▸ **WRITTEN TASK**:
Report each line below that contains the word "positive", copying it in full.

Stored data
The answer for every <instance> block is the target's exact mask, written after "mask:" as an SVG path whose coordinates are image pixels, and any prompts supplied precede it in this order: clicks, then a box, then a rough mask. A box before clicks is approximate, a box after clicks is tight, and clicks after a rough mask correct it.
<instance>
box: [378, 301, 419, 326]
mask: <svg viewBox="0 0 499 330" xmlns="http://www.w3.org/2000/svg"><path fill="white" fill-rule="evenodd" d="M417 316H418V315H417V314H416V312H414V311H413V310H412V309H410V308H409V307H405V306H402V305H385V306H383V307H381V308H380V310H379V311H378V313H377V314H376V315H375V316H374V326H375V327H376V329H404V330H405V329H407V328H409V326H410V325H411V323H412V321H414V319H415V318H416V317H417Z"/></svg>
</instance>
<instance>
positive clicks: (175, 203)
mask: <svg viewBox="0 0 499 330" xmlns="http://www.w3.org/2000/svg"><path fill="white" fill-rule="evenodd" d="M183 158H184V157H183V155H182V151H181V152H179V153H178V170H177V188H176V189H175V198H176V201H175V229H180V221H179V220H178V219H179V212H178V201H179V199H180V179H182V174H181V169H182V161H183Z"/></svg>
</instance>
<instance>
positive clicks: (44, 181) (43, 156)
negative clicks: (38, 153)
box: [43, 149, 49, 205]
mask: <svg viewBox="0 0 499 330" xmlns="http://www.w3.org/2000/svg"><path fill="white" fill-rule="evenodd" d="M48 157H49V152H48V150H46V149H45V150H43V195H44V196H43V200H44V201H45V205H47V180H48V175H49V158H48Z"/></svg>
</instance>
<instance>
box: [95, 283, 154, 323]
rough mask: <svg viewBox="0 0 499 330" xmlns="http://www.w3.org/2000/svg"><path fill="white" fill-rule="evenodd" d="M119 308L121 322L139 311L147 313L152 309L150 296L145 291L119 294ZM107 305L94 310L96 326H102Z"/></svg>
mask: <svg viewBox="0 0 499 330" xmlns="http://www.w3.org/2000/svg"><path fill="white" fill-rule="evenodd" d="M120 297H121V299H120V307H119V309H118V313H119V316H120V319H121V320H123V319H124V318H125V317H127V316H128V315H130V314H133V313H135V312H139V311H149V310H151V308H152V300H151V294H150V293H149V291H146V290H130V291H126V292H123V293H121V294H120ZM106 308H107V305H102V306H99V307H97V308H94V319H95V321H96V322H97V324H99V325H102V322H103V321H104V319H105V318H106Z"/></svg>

▸ **TASK RESULT**:
positive clicks: (175, 203)
positive clicks: (44, 181) (43, 156)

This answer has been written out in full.